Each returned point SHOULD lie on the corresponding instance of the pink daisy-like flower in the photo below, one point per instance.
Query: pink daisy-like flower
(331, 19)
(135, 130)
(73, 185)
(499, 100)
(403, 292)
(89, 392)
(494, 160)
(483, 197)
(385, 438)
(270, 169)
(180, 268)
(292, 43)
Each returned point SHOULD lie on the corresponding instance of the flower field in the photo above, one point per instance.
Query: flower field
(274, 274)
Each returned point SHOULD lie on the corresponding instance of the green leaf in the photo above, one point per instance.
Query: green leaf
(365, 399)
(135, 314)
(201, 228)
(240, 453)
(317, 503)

+ + + + +

▶ **What is being asked**
Your answer should be the lines from the one containing "Query: flower field" through the last line of the records, repeated exactly and with nothing added.

▶ **Completed task**
Query: flower field
(274, 274)
Each returned point SHOULD lie on the corresponding instance of the green leaf in the photo above, one point per instance.
Query: green leaf
(365, 399)
(135, 314)
(201, 228)
(240, 453)
(317, 503)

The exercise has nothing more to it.